Stated goal
Extract every line of the text below that contains the word "holding".

Dataset rows

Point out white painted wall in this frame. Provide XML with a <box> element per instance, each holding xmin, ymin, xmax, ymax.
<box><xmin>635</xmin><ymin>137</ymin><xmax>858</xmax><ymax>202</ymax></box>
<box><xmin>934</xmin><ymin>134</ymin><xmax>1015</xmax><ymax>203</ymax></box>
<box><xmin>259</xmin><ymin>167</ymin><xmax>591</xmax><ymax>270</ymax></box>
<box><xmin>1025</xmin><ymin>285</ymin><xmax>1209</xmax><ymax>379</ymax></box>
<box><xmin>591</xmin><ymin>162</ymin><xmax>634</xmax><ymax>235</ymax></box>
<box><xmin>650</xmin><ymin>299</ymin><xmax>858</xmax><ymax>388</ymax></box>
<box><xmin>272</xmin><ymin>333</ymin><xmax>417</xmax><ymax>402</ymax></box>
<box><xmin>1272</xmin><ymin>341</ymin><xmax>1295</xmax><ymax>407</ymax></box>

Task result
Point out white painted wall in this frame. Provide XML with a <box> element per instance, each holding xmin, ymin, xmax, ymax.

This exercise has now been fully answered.